◆ The task:
Would you output the whole listing below, exactly as it reads?

◆ Material provided:

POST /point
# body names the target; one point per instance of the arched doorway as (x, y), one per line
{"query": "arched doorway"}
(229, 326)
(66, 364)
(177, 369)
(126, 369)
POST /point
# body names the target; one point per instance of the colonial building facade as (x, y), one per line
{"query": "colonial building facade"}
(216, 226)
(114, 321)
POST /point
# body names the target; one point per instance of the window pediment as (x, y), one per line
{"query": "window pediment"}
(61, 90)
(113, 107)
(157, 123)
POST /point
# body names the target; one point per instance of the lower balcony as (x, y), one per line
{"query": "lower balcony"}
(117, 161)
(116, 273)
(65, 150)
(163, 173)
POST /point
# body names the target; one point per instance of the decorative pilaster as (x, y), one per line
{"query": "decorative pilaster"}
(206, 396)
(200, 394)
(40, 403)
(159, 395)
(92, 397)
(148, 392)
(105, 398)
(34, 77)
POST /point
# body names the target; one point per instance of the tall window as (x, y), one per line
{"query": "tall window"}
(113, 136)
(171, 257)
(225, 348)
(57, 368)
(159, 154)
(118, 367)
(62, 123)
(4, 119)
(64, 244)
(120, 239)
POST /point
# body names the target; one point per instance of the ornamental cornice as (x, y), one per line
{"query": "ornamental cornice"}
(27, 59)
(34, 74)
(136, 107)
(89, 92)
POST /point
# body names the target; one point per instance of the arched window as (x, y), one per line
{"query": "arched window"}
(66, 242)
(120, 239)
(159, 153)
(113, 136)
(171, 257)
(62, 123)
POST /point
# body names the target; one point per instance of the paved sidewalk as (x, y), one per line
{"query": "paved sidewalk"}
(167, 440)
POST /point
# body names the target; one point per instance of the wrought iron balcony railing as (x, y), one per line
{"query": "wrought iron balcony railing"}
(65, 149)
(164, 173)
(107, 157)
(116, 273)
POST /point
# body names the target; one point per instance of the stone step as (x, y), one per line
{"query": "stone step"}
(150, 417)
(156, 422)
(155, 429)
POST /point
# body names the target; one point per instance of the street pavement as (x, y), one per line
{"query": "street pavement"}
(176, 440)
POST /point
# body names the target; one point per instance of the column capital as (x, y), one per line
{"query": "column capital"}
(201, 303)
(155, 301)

◆ Output of the task:
POST /point
# body names the target; one point per instance of the arched doorway as (x, y), one per line
{"query": "arched doorway"}
(229, 326)
(66, 364)
(177, 369)
(126, 369)
POST /point
# body names the target; one point per instance of the colonial building facade as (x, y), one per line
{"query": "colonial building facade"}
(216, 226)
(114, 321)
POST /point
# body names the target; one point per instance of the window pediment as (x, y), one per line
{"query": "window pediment"}
(61, 90)
(113, 107)
(157, 123)
POST /point
# body names the target; one point per instance of the lower balcony as (x, y), one per line
{"query": "lower balcony"}
(117, 161)
(116, 273)
(65, 150)
(163, 173)
POST /point
# body names the target; one point per instance of the decorative pilaster as (x, y), one per line
{"query": "decorative pilaster"}
(206, 396)
(200, 394)
(40, 403)
(159, 395)
(92, 397)
(148, 392)
(105, 398)
(34, 77)
POST /point
# body names the target; one point per instance of the tall window as (x, y), one per line
{"query": "tall window"}
(113, 136)
(171, 257)
(225, 348)
(57, 368)
(159, 154)
(118, 367)
(62, 123)
(4, 119)
(64, 244)
(120, 239)
POST /point
# body names the target; one point per instance of the ornamental cornice as (x, y), one per line
{"query": "ornamental cornice"}
(27, 59)
(34, 74)
(136, 107)
(89, 92)
POST /point
# body names the target; one point per instance of the arched window as (x, y), one per line
{"query": "arched window"}
(66, 242)
(120, 239)
(159, 153)
(113, 136)
(171, 257)
(62, 123)
POST /point
# body names the target; one point per instance of the paved sidewalk as (x, y), one per line
{"query": "paved sidewalk"}
(167, 440)
POST /point
# body names the target; one point per instance of the wrought iron balcony railing as (x, y), one per line
{"query": "wrought iron balcony railing"}
(65, 149)
(164, 173)
(107, 157)
(116, 273)
POST /point
# body names the target; one point per instance of the stone step as (x, y), one per line
{"query": "stone step"}
(150, 417)
(156, 422)
(155, 429)
POST /point
# body names the target; one point per instance of the street pavement as (x, y), one per line
{"query": "street pavement"}
(176, 440)
POST /point
# body names the target; one point per instance of the column capital as (x, y), one per line
{"query": "column capital"}
(201, 303)
(155, 301)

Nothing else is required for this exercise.